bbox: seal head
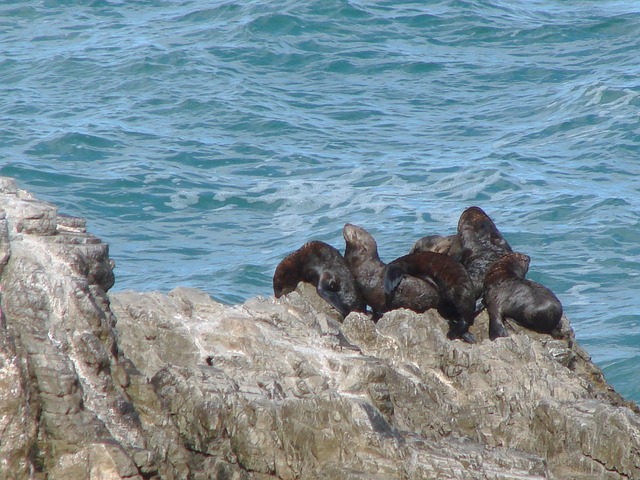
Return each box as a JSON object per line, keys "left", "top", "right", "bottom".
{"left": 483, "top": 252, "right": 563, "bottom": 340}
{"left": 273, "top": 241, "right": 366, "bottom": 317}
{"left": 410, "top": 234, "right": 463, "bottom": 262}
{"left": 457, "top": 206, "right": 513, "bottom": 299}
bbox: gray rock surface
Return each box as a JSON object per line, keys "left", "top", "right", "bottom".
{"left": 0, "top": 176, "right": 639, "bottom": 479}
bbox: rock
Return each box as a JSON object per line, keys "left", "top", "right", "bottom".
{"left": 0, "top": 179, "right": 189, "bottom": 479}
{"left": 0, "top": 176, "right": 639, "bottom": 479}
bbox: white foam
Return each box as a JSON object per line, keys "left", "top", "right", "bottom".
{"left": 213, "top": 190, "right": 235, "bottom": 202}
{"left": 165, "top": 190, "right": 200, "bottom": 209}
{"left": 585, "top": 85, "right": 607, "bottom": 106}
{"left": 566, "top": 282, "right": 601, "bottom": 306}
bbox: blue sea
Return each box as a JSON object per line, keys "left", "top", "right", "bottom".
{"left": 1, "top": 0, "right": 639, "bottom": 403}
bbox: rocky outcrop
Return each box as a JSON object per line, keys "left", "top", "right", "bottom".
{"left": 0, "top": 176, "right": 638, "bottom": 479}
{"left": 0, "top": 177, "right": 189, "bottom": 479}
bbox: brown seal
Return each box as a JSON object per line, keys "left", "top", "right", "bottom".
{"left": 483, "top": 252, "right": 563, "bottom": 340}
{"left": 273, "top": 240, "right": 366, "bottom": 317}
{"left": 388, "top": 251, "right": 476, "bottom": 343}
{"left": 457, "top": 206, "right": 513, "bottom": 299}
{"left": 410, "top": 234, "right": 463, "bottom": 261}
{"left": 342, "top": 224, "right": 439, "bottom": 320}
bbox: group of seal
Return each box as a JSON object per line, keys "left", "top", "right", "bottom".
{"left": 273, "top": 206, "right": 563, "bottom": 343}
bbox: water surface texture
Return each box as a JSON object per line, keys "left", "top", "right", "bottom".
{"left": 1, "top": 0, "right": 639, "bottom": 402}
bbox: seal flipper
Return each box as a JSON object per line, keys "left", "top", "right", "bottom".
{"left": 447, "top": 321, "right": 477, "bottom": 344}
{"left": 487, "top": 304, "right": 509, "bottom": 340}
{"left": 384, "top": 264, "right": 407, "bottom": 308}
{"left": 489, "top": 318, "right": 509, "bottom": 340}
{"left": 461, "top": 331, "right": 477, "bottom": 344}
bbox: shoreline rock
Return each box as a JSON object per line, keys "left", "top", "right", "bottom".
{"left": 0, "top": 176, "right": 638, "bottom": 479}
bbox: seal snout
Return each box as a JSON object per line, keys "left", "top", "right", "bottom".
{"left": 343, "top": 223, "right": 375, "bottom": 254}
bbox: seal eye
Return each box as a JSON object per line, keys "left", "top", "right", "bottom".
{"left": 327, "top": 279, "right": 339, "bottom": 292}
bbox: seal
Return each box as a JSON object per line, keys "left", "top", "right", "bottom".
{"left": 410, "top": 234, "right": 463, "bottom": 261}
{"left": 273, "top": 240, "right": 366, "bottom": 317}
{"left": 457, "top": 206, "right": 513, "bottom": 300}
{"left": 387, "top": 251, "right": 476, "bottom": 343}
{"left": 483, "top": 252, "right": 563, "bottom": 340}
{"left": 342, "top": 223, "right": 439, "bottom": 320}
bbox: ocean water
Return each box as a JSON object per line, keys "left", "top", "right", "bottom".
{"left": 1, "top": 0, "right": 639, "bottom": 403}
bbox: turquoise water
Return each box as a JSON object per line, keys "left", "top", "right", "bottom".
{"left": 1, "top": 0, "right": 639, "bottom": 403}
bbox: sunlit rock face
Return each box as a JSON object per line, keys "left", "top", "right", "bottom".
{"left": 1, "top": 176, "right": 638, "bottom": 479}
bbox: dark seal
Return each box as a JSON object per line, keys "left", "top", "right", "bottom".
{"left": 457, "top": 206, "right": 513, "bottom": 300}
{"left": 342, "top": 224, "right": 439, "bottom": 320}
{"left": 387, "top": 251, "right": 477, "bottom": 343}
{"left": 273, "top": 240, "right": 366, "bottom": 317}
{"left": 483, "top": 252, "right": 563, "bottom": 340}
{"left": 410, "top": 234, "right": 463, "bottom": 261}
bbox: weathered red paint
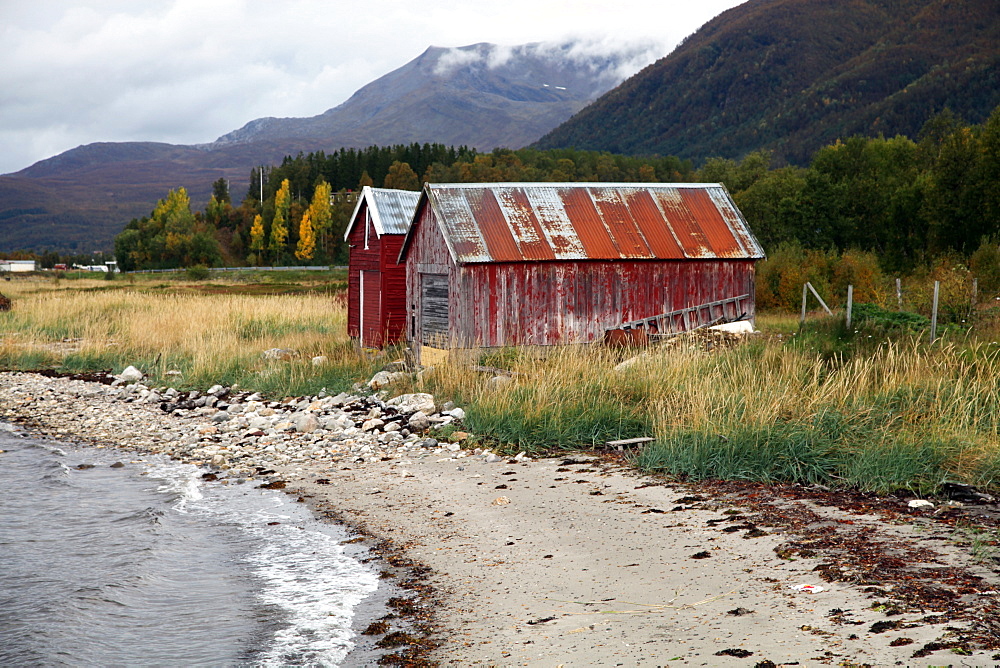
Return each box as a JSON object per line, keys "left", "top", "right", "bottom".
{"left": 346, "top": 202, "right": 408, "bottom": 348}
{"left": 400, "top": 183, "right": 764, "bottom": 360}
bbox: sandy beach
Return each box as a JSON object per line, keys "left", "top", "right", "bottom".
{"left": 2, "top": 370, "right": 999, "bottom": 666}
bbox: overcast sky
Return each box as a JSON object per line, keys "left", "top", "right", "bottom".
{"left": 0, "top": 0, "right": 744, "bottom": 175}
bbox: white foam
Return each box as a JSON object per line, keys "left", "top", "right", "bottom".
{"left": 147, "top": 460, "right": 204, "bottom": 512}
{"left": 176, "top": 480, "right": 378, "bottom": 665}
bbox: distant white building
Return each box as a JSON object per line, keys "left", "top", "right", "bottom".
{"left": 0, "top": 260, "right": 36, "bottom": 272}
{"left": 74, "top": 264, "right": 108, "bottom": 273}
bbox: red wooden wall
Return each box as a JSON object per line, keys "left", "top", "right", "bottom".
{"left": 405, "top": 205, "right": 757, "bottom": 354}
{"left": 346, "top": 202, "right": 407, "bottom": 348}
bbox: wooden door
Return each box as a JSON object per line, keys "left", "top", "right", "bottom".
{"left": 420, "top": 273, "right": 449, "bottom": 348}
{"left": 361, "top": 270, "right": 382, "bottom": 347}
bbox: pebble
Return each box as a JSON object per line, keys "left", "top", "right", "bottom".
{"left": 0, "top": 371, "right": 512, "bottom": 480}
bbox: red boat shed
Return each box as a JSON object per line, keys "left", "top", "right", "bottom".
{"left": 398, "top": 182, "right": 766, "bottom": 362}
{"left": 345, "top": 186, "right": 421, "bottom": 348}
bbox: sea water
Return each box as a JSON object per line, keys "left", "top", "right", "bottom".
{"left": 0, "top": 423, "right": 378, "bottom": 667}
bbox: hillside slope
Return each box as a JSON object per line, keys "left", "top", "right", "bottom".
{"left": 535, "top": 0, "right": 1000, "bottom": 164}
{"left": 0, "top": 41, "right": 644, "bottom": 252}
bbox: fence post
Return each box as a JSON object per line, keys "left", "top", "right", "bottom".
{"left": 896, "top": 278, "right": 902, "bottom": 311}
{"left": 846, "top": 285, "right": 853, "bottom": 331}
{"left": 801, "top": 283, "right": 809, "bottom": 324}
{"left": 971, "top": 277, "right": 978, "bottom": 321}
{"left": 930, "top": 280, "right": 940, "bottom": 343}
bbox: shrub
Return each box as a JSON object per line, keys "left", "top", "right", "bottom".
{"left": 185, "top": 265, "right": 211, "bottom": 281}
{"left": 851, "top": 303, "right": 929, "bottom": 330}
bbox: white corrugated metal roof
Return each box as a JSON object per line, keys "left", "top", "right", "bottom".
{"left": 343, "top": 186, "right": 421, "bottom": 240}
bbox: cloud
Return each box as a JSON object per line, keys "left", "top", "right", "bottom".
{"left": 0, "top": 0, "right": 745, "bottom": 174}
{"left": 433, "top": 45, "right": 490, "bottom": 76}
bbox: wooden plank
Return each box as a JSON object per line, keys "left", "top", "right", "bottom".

■ **TASK DESCRIPTION**
Reproduce exactly the lines above from the line with "bbox: distant white building" to the line with "bbox: fence post", including both, and add nothing.

■ **ANSWER TO THIS PROBLEM**
bbox: distant white building
Return each box as a JSON object per line, keys "left", "top", "right", "bottom".
{"left": 0, "top": 260, "right": 36, "bottom": 272}
{"left": 74, "top": 264, "right": 108, "bottom": 273}
bbox: red wooden wall
Return each box as a JSON object per line, keys "left", "top", "right", "bottom".
{"left": 405, "top": 205, "right": 757, "bottom": 354}
{"left": 346, "top": 202, "right": 407, "bottom": 348}
bbox: wooden door
Return each box as a JSON object per line, keys "left", "top", "right", "bottom".
{"left": 420, "top": 273, "right": 449, "bottom": 348}
{"left": 361, "top": 270, "right": 382, "bottom": 347}
bbox: pebble
Return each box as a JSON object per line, keys "left", "top", "right", "bottom".
{"left": 0, "top": 371, "right": 512, "bottom": 480}
bbox: red boat shed
Return each box as a JSON object per line, keys "left", "top", "right", "bottom".
{"left": 398, "top": 182, "right": 766, "bottom": 362}
{"left": 345, "top": 186, "right": 421, "bottom": 348}
bbox: sea water
Return each box as a JSON object per line, keys "left", "top", "right", "bottom".
{"left": 0, "top": 423, "right": 378, "bottom": 667}
bbox: hillside slope
Return each box as a JSON object per line, keys "left", "top", "right", "bottom".
{"left": 535, "top": 0, "right": 1000, "bottom": 164}
{"left": 0, "top": 41, "right": 644, "bottom": 252}
bbox: fence post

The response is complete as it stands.